• [Data to use]

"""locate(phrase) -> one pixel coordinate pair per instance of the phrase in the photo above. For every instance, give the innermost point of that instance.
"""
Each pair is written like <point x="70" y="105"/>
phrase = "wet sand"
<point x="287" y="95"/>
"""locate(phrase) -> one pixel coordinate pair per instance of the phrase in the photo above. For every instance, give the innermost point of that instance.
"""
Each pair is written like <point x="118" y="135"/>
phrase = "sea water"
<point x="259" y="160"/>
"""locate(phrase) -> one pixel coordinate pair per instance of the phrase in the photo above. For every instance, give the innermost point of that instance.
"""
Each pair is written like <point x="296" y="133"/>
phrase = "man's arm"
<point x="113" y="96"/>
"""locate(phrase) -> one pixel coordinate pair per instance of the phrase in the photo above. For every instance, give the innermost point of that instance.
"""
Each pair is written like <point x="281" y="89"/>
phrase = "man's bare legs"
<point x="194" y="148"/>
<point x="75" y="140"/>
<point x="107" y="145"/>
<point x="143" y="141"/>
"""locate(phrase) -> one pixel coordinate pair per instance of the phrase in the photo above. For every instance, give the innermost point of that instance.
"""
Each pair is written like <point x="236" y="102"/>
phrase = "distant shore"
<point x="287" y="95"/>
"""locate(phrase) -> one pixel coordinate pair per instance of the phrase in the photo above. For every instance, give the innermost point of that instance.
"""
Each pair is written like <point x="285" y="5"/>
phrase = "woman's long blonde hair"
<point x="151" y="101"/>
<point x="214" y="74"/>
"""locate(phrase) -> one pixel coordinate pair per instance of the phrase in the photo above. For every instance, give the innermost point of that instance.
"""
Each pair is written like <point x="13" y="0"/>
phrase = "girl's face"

• [Task to complete] Reply with nothing but the number of lines in the entries above that hold the string "Each".

• [Answer to the exercise] 7